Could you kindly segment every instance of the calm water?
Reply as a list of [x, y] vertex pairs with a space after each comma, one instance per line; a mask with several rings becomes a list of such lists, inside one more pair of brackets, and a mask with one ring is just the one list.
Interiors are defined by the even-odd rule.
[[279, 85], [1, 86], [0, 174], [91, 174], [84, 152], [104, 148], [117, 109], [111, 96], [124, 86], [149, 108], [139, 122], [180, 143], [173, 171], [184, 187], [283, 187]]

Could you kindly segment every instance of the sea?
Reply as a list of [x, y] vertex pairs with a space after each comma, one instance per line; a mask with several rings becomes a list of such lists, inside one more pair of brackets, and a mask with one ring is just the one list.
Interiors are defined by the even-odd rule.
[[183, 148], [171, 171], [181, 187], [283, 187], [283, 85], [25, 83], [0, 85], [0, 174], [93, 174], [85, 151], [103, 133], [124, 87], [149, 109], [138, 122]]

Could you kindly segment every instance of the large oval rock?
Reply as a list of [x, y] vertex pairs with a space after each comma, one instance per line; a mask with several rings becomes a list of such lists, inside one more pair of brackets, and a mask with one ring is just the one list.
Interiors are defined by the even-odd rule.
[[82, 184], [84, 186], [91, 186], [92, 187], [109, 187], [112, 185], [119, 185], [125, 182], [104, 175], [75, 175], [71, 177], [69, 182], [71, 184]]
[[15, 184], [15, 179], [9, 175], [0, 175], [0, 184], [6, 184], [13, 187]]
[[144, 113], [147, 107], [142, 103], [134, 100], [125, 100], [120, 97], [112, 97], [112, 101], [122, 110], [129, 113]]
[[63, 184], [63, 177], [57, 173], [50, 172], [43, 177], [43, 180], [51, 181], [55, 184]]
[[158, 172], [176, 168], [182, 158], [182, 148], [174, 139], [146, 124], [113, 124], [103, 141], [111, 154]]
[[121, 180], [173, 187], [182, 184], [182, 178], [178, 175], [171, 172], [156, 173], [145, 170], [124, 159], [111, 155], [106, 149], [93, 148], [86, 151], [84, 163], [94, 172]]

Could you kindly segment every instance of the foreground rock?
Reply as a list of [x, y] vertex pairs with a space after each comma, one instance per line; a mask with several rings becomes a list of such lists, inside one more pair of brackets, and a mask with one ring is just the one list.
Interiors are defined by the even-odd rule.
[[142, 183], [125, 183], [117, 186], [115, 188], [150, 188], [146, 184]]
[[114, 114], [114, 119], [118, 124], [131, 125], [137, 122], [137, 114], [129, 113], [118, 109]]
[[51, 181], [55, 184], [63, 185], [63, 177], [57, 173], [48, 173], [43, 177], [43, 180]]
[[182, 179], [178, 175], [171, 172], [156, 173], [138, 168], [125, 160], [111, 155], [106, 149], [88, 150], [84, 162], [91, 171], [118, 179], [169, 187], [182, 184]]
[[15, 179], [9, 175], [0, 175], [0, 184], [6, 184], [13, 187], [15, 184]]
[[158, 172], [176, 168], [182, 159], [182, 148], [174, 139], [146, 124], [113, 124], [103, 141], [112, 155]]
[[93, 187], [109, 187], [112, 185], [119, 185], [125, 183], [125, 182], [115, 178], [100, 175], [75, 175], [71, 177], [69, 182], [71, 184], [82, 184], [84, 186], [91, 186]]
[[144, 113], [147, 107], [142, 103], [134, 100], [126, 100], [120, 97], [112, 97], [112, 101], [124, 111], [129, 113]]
■ ■ ■ ■ ■ ■ ■
→ Given exercise
Copy out the records word for word, from the start down to the line containing "187], [283, 187]]", including that line.

→ Answer to the problem
Could you kindly segment every instance of the calm water?
Reply as a list of [x, y] vertex pairs with a space after each comma, one instance per line; a mask with several rings becomes a list of such lists, inside one more pair of brackets, and a mask with one ring is just the one list.
Interiors are defined by the even-odd rule.
[[279, 85], [1, 86], [0, 174], [91, 174], [84, 152], [104, 148], [117, 109], [111, 96], [124, 86], [149, 108], [139, 122], [180, 143], [173, 171], [184, 187], [283, 187]]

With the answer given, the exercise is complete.